■ SELECTED EXCERPT
------------------------------------

    StressedM0mma Active Member

    That is so great Buddy. I am so glad thta Q is going to get the help he needs. And how sweet that he wants so much to quit with the blurting. You truly are a Warrior Mom for Q!
  5. klmno

    klmno Active Member

    I'd imagine this can be hard on him- especially given his age where most boys are sensitive about how they appear to peers. And you- I don't know how you keep up with it all!

    Still, this is good news and hopefully, will lead to better supports for Q.
  6. Malika

    Malika Well-Known Member

    Yes, I echo the others - good news :)
    You came into my mind today when I was out and about with J, ferrying him to his various sporting activities and spending time in between (unchained from the computer for an afternoon) and I thought... you have such a delight in your son... the challenges are irrelevant to you, really. And this is love.
------------------------------------
■ SOURCE MATERIAL
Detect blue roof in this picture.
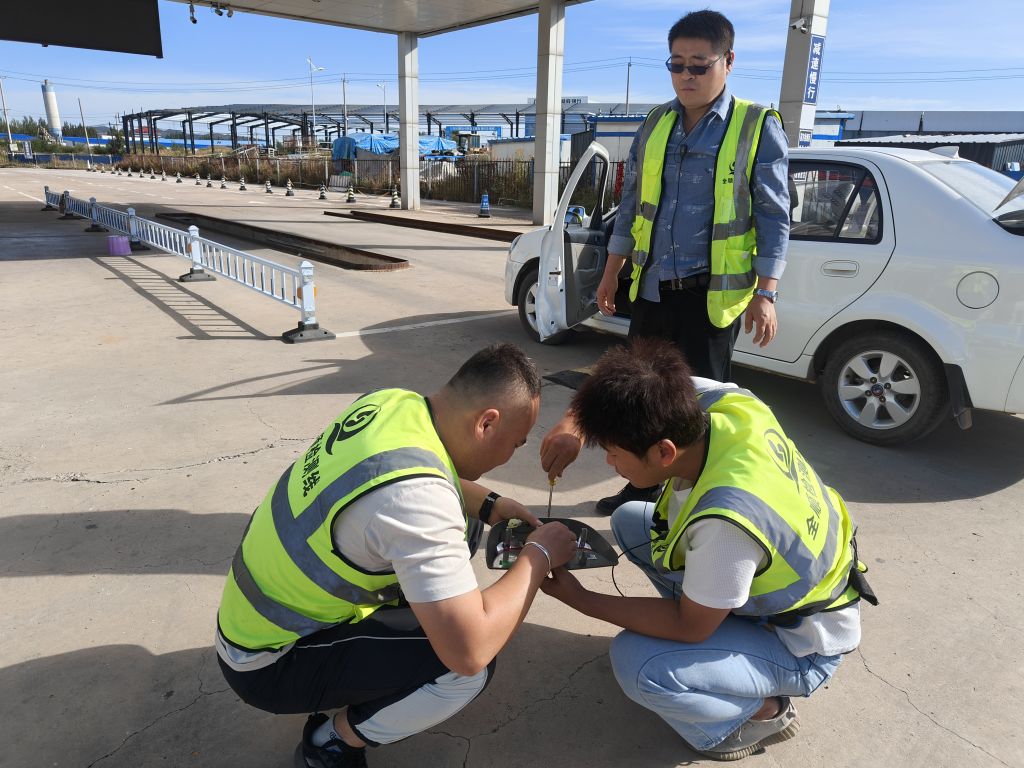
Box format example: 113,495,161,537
331,132,457,160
------------------------------------
■ WHAT THE TASK ASKS
Print the forum replies about Q from above again in full, word for word.

■ SOLVED EXERCISE

    StressedM0mma Active Member

    That is so great Buddy. I am so glad thta Q is going to get the help he needs. And how sweet that he wants so much to quit with the blurting. You truly are a Warrior Mom for Q!
  5. klmno

    klmno Active Member

    I'd imagine this can be hard on him- especially given his age where most boys are sensitive about how they appear to peers. And you- I don't know how you keep up with it all!

    Still, this is good news and hopefully, will lead to better supports for Q.
  6. Malika

    Malika Well-Known Member

    Yes, I echo the others - good news :)
    You came into my mind today when I was out and about with J, ferrying him to his various sporting activities and spending time in between (unchained from the computer for an afternoon) and I thought... you have such a delight in your son... the challenges are irrelevant to you, really. And this is love.